### WORK INSTRUCTION
Copy out the data below. Keep every word as it is.

*** STUDY MATERIAL ***

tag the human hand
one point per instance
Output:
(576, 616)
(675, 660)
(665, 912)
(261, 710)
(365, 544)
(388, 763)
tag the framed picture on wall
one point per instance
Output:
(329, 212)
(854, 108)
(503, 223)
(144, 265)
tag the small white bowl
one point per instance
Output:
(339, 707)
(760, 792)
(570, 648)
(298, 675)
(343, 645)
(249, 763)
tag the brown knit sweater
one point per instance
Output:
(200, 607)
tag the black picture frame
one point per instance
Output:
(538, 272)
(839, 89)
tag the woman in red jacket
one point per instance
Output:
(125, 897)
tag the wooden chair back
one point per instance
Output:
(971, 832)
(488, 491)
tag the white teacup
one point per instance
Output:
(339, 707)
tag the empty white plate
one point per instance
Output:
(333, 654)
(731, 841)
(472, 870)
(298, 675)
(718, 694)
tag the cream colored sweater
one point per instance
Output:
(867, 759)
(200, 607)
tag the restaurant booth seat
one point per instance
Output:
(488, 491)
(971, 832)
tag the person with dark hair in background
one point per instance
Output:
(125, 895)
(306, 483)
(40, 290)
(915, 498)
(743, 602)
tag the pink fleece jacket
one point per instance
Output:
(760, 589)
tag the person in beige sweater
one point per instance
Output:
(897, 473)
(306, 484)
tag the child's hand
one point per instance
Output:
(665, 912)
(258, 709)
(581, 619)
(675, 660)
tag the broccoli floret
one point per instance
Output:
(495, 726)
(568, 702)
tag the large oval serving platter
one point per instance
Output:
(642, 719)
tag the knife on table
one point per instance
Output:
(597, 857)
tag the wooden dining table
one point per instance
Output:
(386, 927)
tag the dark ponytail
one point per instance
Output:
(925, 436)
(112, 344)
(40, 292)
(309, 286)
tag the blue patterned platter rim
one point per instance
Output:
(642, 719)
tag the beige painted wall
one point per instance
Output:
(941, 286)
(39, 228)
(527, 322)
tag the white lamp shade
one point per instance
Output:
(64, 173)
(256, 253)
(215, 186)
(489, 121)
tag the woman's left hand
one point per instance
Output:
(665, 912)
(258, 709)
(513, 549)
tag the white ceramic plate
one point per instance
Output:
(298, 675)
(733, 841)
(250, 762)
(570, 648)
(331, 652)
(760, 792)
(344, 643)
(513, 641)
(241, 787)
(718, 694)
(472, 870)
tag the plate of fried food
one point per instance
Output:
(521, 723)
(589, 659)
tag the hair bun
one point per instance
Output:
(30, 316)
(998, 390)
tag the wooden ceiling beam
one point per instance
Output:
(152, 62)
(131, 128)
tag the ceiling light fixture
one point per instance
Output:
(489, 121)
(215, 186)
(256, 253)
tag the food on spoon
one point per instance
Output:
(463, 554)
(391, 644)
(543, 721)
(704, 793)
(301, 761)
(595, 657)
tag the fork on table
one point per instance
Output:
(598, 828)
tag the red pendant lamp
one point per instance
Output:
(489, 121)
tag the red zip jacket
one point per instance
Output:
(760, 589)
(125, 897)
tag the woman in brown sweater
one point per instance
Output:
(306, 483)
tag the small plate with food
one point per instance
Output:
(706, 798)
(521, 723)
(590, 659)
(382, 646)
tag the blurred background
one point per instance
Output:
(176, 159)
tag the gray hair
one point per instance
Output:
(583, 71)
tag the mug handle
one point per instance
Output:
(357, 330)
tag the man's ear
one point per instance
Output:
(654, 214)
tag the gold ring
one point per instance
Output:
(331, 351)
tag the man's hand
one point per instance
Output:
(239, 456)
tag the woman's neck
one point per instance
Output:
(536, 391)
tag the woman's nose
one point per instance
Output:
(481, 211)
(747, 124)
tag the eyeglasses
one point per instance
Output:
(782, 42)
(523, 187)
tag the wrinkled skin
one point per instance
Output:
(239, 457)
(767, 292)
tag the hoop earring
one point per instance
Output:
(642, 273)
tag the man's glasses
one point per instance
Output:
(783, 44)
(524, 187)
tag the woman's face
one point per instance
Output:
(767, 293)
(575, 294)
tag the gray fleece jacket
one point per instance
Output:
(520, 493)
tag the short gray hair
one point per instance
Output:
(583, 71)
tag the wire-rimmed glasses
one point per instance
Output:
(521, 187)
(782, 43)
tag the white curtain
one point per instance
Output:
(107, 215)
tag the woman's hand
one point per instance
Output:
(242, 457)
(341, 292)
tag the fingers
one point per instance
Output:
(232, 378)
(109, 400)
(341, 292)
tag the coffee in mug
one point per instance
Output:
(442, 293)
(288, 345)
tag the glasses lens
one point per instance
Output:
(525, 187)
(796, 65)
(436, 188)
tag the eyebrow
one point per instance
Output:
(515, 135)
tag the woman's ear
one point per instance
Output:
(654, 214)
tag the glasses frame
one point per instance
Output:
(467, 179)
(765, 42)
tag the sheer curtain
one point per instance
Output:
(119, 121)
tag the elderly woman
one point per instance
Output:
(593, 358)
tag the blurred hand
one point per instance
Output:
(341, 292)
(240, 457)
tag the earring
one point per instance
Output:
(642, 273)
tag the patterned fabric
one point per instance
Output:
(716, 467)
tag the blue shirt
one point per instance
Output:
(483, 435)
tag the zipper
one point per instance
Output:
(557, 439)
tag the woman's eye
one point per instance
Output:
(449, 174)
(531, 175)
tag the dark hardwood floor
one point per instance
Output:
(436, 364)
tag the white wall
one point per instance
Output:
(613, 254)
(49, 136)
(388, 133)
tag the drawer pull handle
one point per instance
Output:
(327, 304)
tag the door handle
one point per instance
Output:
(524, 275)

*** End of STUDY MATERIAL ***

### ANSWER BELOW
tag the human hand
one point per instance
Output:
(576, 616)
(675, 660)
(665, 912)
(261, 710)
(365, 544)
(388, 763)
tag the framed picture on wall
one point per instance
Output:
(329, 212)
(854, 108)
(503, 223)
(144, 265)
tag the small white bowl
one point per instance
Output:
(339, 707)
(760, 792)
(570, 648)
(298, 675)
(343, 645)
(249, 763)
tag the brown knit sweater
one point per instance
Output:
(200, 607)
tag the black picture frame
one point per instance
Output:
(538, 272)
(839, 89)
tag the woman in red jacket
one point per instance
Output:
(125, 897)
tag the wooden chair back
one point per instance
Output:
(971, 832)
(488, 491)
tag the white teacup
one point per instance
Output:
(339, 707)
tag the empty white plate
one point per instance
Output:
(333, 654)
(731, 841)
(472, 870)
(298, 675)
(718, 694)
tag the cream colored sweater
one point per instance
Output:
(867, 759)
(200, 607)
tag the restaurant booth seat
one point per instance
Output:
(488, 491)
(971, 832)
tag the person with dark hair in background
one point per instance
Output:
(125, 895)
(306, 483)
(40, 290)
(915, 498)
(743, 602)
tag the pink fleece jacket
one point per instance
Output:
(760, 589)
tag the person in beige sweater
one point per instance
Output:
(897, 473)
(306, 484)
tag the child's hand
one point per instance
Output:
(665, 912)
(258, 709)
(581, 619)
(675, 660)
tag the broccoli floret
one point per instance
Output:
(495, 726)
(568, 702)
tag the large oval serving platter
one point per instance
Output:
(642, 719)
tag the knife on table
one point per instance
Output:
(597, 857)
tag the wooden dining table
one point per instance
Output:
(386, 927)
tag the dark ponytail
one point per instance
Output:
(925, 436)
(112, 344)
(40, 292)
(309, 286)
tag the blue patterned platter rim
one point per instance
Output:
(642, 719)
tag the beige painted wall
one point per instance
Output:
(941, 286)
(39, 228)
(527, 322)
tag the white lamp shade
one point per instance
Output:
(64, 173)
(256, 253)
(215, 186)
(489, 121)
tag the woman's left hand
one point per instance
Output:
(665, 912)
(258, 709)
(513, 549)
tag the white ceramic plate
one point per instance
Output:
(298, 675)
(733, 841)
(250, 762)
(570, 648)
(331, 652)
(760, 792)
(344, 643)
(513, 641)
(241, 787)
(718, 694)
(472, 870)
tag the plate of fried food
one point per instance
Output:
(521, 723)
(589, 659)
tag the hair bun
one point per instance
Output:
(30, 316)
(998, 390)
tag the wooden ceiling beam
one point per instance
Output:
(152, 62)
(131, 128)
tag the ceiling light fixture
one point per instance
Output:
(489, 121)
(215, 186)
(256, 253)
tag the food on spoon
one point per instance
Output:
(463, 554)
(391, 644)
(543, 721)
(704, 793)
(301, 761)
(595, 657)
tag the fork on table
one point per instance
Output:
(598, 828)
tag the red pendant lamp
one point per instance
Output:
(489, 121)
tag the red zip jacket
one point per instance
Output:
(760, 589)
(125, 897)
tag the woman in brown sweater
one point per instance
Output:
(306, 483)
tag the small plate with food
one point per instance
Output:
(706, 798)
(521, 723)
(590, 659)
(382, 646)
tag the blurred background
one point per instance
Output:
(176, 159)
tag the gray hair
one point per instance
Output:
(583, 71)
tag the mug handle
one point per instance
Output:
(357, 330)
tag the man's ear
one point per instance
Output:
(654, 214)
tag the gold ring
one point per instance
Output:
(331, 351)
tag the man's hand
one point per instance
Output:
(239, 456)
tag the woman's neck
one point per instance
Output:
(536, 391)
tag the woman's nose
one point per instance
Output:
(481, 211)
(747, 124)
tag the eyeglasses
one point per instance
Output:
(782, 42)
(523, 187)
tag the wrinkled skin
one point per instance
Output:
(239, 457)
(767, 292)
tag the hoop earring
one point per instance
Output:
(642, 273)
tag the man's glasses
one point per instance
Output:
(783, 44)
(524, 187)
tag the woman's face
one point per instance
Output:
(767, 293)
(575, 294)
tag the gray fleece jacket
one point per instance
Output:
(520, 493)
tag the short gray hair
one point per instance
Output:
(583, 71)
tag the wire-rimmed glasses
one point per instance
Output:
(521, 187)
(782, 43)
tag the white curtain
one point per instance
Output:
(107, 215)
tag the woman's hand
one point per instance
Output:
(242, 457)
(341, 292)
tag the fingers
one point per instance
Output:
(232, 378)
(109, 400)
(341, 292)
tag the coffee in mug
one point per instance
Output:
(442, 293)
(288, 345)
tag the glasses lens
one point per instance
Output:
(525, 187)
(796, 65)
(436, 188)
tag the eyebrow
one point per instance
Output:
(515, 135)
tag the woman's ear
one point per instance
Output:
(654, 214)
tag the glasses frame
one point per instance
Output:
(467, 179)
(765, 42)
tag the sheer curtain
one point per instance
Output:
(119, 121)
tag the elderly woman
one point per instance
Output:
(593, 358)
tag the blurred hand
one point per instance
Output:
(341, 292)
(240, 457)
tag the earring
one point per instance
Output:
(642, 273)
tag the patterned fabric
one point per instance
Output:
(716, 467)
tag the blue shirt
one point per instance
Output:
(483, 435)
tag the zipper
one point per instance
Output:
(557, 439)
tag the woman's eye
one point per instance
Output:
(449, 174)
(531, 175)
tag the dark hardwood floor
one point per instance
Output:
(436, 364)
tag the white wall
one point per instance
Output:
(613, 254)
(49, 136)
(388, 133)
tag the drawer pull handle
one point per instance
Output:
(327, 304)
tag the door handle
one point per instance
Output:
(524, 275)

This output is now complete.